- Task goal: Your answer must consist of exactly the lines below, starting with the line with "Highlight mud on arm." and going on through the line with "Highlight muddy man.", and nothing else.

- Supplied entries:
^^^^
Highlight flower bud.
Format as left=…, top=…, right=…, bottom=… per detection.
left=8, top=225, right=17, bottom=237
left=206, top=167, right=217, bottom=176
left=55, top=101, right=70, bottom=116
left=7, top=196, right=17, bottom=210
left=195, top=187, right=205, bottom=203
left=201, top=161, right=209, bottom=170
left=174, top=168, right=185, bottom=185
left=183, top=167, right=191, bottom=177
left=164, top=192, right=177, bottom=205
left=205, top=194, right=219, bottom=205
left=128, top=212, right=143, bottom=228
^^^^
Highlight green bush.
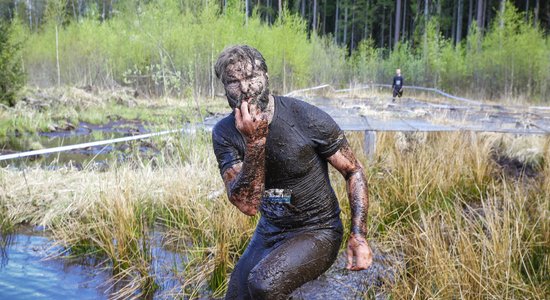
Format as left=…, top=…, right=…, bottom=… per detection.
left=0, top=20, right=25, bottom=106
^^^^
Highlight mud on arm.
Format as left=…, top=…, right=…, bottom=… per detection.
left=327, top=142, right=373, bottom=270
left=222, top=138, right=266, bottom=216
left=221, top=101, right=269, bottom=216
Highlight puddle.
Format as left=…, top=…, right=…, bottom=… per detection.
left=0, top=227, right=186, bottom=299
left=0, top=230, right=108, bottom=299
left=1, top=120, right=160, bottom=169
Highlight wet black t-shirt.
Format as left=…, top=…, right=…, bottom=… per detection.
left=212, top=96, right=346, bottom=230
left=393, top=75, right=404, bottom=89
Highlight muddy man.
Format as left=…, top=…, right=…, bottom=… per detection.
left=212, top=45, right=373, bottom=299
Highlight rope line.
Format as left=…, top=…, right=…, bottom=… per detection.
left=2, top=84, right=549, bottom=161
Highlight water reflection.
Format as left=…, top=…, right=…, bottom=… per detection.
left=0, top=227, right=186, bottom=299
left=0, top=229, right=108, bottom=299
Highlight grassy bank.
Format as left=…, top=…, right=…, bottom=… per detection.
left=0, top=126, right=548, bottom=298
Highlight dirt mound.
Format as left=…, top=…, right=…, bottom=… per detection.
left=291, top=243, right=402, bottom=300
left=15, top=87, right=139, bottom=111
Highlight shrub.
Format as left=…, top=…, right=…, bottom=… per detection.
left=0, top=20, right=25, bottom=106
^^^^
- Response to this exercise:
Highlight mud on arm.
Format as left=…, top=…, right=…, bottom=… per detection.
left=327, top=142, right=373, bottom=270
left=222, top=138, right=266, bottom=216
left=221, top=101, right=269, bottom=216
Highlight puddle.
Format as left=…, top=…, right=…, bottom=… per detection.
left=0, top=227, right=186, bottom=299
left=0, top=230, right=108, bottom=299
left=1, top=120, right=160, bottom=169
Highlight wet black t-shirt.
Format as left=…, top=…, right=…, bottom=… per detection.
left=212, top=96, right=346, bottom=230
left=393, top=75, right=404, bottom=89
Highlight muddy man.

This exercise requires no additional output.